Copy out every line below that contains the word "person", and match it with the same capitalization.

__DATA RECORDS__:
----
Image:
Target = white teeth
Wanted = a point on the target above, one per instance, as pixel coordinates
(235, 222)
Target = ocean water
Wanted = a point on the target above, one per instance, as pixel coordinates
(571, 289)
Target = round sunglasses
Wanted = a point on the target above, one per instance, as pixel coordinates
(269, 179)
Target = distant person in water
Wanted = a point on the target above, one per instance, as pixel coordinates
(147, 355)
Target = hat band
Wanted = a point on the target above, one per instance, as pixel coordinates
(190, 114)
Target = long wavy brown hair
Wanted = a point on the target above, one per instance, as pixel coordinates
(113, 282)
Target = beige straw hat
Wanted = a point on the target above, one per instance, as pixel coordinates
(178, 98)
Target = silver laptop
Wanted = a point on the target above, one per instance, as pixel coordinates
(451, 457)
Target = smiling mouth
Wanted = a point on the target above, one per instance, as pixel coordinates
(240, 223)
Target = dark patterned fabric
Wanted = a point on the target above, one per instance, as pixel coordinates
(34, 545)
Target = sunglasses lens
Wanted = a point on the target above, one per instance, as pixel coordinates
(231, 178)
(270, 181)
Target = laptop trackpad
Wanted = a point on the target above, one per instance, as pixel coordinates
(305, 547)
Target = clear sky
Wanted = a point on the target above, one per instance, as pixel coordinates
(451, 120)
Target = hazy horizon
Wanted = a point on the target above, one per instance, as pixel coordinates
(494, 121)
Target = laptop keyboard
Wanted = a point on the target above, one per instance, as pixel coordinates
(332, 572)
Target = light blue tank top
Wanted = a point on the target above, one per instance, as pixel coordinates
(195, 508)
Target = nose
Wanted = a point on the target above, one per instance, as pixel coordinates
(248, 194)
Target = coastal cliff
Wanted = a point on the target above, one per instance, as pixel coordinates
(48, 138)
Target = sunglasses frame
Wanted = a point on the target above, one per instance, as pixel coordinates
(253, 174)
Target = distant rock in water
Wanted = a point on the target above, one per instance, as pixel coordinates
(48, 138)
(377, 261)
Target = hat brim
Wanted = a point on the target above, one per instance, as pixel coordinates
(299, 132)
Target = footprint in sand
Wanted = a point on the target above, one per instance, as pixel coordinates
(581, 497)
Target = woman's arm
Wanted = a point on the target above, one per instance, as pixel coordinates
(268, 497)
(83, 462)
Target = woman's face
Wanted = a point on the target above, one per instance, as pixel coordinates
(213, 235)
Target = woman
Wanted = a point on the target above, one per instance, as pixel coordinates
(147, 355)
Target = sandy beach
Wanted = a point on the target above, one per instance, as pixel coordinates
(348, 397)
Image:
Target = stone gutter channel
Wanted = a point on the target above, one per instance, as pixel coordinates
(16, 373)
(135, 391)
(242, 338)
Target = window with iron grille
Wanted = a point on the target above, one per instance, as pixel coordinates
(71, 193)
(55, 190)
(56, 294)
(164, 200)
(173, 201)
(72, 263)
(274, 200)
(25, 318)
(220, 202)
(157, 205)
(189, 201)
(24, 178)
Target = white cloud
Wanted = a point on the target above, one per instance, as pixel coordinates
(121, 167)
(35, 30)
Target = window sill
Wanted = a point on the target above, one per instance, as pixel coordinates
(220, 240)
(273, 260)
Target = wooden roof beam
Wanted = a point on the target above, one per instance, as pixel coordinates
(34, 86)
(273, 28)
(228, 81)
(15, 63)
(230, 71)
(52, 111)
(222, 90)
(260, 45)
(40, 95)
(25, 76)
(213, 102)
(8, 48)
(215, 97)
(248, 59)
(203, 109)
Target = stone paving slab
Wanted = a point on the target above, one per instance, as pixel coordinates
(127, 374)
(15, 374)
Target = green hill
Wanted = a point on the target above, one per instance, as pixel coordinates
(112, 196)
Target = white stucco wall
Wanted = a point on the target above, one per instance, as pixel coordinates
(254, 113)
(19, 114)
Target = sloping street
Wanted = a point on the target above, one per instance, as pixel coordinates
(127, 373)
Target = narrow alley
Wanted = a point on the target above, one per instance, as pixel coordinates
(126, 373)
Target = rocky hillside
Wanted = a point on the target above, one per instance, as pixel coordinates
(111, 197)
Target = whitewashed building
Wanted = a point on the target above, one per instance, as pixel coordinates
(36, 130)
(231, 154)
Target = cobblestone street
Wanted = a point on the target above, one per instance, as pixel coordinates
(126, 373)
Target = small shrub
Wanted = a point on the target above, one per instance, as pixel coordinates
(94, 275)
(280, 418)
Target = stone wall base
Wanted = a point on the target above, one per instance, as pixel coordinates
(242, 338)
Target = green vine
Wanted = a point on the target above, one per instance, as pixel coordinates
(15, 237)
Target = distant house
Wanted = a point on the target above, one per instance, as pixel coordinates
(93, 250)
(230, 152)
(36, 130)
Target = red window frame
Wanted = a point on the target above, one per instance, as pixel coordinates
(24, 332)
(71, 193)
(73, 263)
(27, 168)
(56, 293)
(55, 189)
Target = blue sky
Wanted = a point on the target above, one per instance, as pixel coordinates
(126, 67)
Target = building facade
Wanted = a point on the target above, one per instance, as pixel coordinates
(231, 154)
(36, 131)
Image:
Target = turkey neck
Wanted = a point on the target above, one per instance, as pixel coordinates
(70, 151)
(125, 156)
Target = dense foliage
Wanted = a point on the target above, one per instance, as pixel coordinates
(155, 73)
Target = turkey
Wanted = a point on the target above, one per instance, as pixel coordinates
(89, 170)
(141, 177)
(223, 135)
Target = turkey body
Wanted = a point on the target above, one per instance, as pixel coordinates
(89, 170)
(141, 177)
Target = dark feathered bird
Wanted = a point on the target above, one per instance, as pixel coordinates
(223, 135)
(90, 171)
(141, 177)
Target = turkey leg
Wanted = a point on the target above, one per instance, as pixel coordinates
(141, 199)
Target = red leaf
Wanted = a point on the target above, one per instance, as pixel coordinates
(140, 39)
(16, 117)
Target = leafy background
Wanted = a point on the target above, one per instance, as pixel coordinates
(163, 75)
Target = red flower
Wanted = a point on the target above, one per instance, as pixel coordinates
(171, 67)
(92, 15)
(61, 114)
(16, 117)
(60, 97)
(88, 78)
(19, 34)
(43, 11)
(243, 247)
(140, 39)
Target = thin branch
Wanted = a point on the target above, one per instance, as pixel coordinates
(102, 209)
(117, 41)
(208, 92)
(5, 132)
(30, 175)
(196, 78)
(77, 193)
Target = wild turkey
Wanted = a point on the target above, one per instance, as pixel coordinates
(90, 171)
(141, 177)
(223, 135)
----
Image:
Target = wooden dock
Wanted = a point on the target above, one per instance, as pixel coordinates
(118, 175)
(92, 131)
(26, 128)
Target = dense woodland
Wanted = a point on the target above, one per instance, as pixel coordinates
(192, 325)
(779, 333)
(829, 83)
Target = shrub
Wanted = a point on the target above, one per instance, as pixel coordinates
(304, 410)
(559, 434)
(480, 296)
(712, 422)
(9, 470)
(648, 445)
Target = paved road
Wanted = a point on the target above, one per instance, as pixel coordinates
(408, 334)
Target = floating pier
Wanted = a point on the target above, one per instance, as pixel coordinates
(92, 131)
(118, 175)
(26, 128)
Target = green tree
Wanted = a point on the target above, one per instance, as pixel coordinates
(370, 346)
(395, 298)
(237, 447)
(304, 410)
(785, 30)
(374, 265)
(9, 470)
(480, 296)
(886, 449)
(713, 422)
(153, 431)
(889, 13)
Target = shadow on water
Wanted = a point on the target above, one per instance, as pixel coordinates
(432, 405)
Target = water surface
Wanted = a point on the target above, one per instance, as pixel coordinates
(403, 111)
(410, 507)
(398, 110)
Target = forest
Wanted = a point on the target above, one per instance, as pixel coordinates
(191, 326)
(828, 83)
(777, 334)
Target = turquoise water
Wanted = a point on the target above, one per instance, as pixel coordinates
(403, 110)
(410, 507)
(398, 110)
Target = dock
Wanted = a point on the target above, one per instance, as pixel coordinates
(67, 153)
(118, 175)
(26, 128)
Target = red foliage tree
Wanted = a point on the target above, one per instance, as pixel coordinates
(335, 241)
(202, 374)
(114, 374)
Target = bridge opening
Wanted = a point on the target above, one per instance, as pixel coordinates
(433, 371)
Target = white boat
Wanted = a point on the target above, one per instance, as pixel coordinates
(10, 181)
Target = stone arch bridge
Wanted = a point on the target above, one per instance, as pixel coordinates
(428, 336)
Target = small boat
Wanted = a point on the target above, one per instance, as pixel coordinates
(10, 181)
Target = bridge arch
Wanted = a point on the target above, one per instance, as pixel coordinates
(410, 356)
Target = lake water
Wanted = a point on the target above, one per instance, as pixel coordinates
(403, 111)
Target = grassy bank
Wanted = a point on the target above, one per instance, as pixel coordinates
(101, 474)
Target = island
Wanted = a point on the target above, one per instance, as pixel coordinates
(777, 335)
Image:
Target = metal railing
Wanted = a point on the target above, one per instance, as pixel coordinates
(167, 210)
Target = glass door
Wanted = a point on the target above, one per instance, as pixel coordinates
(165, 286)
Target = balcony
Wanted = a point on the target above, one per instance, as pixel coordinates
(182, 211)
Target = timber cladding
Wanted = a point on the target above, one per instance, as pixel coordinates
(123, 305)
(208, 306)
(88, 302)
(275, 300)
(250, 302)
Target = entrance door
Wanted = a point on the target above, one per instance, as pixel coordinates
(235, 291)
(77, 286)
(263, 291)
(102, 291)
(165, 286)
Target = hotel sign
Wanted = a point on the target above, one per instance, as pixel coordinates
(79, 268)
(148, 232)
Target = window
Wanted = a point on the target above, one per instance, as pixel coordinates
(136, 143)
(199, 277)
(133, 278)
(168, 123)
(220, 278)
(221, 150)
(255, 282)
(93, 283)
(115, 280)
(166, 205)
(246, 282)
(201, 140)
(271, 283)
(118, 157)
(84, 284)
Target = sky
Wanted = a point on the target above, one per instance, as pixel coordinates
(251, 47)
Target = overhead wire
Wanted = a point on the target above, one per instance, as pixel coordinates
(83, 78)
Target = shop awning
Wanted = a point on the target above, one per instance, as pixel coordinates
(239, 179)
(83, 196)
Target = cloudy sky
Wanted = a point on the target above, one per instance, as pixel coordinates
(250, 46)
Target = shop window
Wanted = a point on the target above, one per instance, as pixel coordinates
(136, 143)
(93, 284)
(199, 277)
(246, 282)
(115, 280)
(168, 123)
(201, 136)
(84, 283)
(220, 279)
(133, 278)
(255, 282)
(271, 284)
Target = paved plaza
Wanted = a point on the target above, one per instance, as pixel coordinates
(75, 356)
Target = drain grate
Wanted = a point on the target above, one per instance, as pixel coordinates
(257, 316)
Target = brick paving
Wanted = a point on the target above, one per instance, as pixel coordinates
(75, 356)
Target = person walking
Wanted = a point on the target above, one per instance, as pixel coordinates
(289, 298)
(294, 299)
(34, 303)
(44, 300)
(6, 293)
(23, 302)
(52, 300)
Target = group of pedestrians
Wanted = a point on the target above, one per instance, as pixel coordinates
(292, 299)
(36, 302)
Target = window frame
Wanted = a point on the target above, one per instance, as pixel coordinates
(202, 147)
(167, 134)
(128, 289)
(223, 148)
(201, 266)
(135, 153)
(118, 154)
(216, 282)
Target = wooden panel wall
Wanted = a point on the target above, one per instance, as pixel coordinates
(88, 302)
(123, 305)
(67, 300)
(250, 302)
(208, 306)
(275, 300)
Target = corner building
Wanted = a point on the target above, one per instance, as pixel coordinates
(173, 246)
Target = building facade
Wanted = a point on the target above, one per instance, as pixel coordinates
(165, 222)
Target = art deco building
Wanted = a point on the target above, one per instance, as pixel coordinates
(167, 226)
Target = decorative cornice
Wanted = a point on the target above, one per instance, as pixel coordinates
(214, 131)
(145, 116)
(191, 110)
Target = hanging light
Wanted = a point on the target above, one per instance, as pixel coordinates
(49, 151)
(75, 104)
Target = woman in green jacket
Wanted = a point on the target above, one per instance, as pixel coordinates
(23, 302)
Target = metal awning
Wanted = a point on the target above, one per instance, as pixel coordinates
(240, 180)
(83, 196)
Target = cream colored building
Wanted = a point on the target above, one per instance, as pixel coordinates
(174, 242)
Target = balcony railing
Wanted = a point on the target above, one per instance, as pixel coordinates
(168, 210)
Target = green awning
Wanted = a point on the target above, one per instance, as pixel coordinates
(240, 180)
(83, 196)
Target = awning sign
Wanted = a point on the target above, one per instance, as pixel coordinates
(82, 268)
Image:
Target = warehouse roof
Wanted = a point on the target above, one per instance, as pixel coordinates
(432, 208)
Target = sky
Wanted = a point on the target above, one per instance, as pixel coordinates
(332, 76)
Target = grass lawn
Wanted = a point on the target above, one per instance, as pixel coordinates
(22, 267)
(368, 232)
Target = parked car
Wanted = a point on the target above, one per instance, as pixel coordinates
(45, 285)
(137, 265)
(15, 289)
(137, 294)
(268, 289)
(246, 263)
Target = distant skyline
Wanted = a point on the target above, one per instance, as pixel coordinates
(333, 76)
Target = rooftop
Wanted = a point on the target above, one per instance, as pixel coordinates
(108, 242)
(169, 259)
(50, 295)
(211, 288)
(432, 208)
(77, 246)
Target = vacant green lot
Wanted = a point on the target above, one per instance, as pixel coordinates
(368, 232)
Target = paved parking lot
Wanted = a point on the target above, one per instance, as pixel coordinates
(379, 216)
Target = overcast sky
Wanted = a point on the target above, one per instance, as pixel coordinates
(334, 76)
----
__TASK RESPONSE__:
Target = distant person in water
Target = person walking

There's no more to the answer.